## The request
Print all of the data exactly.

====== Items

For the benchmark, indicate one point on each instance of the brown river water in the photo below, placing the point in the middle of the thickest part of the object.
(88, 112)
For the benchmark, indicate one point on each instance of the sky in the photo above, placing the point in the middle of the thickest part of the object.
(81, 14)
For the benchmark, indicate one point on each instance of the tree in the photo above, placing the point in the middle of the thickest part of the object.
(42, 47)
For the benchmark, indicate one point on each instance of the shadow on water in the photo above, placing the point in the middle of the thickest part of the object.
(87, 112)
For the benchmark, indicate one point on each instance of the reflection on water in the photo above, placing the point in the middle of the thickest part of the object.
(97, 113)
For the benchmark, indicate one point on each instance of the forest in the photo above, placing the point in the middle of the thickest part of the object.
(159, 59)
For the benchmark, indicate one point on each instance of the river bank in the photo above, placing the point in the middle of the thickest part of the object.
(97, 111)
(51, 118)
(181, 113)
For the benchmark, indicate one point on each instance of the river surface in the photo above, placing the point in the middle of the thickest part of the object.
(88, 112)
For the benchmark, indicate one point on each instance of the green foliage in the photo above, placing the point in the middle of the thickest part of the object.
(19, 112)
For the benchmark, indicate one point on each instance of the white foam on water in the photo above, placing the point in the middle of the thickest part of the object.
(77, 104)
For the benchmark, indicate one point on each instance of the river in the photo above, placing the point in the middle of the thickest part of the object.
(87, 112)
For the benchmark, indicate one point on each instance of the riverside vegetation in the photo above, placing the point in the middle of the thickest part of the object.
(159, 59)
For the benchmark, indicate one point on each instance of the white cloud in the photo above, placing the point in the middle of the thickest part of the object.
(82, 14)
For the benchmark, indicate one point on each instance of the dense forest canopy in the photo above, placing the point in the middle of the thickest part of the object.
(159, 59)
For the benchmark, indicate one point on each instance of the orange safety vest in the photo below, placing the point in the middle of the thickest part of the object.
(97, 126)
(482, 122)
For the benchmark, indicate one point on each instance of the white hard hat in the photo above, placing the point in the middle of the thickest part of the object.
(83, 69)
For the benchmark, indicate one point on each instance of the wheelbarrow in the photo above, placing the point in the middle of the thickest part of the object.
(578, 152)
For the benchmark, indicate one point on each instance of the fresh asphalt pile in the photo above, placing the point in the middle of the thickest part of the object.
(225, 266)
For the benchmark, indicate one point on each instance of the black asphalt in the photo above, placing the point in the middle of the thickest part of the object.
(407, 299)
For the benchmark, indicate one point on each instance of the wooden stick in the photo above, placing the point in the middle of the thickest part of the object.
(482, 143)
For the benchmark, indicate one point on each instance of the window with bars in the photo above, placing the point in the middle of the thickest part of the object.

============

## Written solution
For the benchmark, indicate one point on each instance of the brown river water in the photo below, placing the point in the middle of the thickest part of the object.
(88, 112)
For the benchmark, indicate one point on each instance of the sky in the photo above, placing the point in the middle of the thickest part of the object.
(81, 14)
For the benchmark, indicate one point on each instance of the tree in the photo above, placing the point in the middle of the thickest part of the object.
(42, 47)
For the benchmark, indicate one point on each instance of the shadow on water in the photo above, placing the point in the middle of the thickest part of the object.
(87, 112)
For the benchmark, indicate one point on each instance of the reflection on water in the photo above, placing the point in the middle of the thickest part of the object.
(97, 113)
For the benchmark, indicate one point on each instance of the forest in the photo above, placing the point in the middle of the thickest part of the object.
(159, 59)
For the benchmark, indicate one point on each instance of the river bank in the photo above, placing the point in the middle of the thickest part of the object.
(97, 111)
(51, 118)
(181, 113)
For the benchmark, indicate one point on each instance of the river surface in the photo above, placing the point in the middle of the thickest part of the object.
(88, 112)
For the benchmark, indicate one point on each instance of the green foliage in the photo above, placing the point in the middle of the thickest part of the object.
(19, 112)
For the benchmark, indicate one point on each instance of the white foam on water in the photo above, placing the point in the middle of the thickest part of the object.
(77, 104)
For the benchmark, indicate one point on each instance of the river in the photo above, placing the point in the middle of the thickest part of the object.
(87, 112)
For the benchmark, indicate one point on each instance of the riverside vegetation in the photo above, placing the point in the middle of the thickest part of the object.
(159, 59)
For the benchmark, indicate one point on each instance of the white cloud in the photo above, placing the point in the middle of the thickest part of the object.
(82, 14)
For the benchmark, indicate one point on each instance of the dense forest canopy in the photo above, placing the point in the middle of the thickest part of the object.
(159, 59)
For the benchmark, indicate one point on each instance of the orange safety vest in the photo below, placing the point in the middle of the thickest part of the object.
(97, 126)
(482, 122)
For the benchmark, indicate one point on each instance of the white hard hat in the photo above, placing the point in the middle of the thickest part of the object.
(83, 69)
For the benchmark, indicate one point on each instance of the wheelbarrow in the photo above, placing the point in the middle of the thickest part of the object.
(578, 152)
For the benchmark, indicate one point on each instance of the fresh asphalt pile in the photo above, placing the point in the middle of the thickest part of the object.
(225, 266)
For the benchmark, indicate one point on each instance of the black asphalt in the photo above, placing the point in the middle of the thickest part of the object.
(407, 299)
For the benchmark, indicate one point on each instance of the wooden stick in the photo above, placing the point in the middle of the thickest part of the object.
(482, 143)
For the benchmark, indicate one point on each instance of the window with bars in the photo above, placing the point in the middle of the thickest part of the object.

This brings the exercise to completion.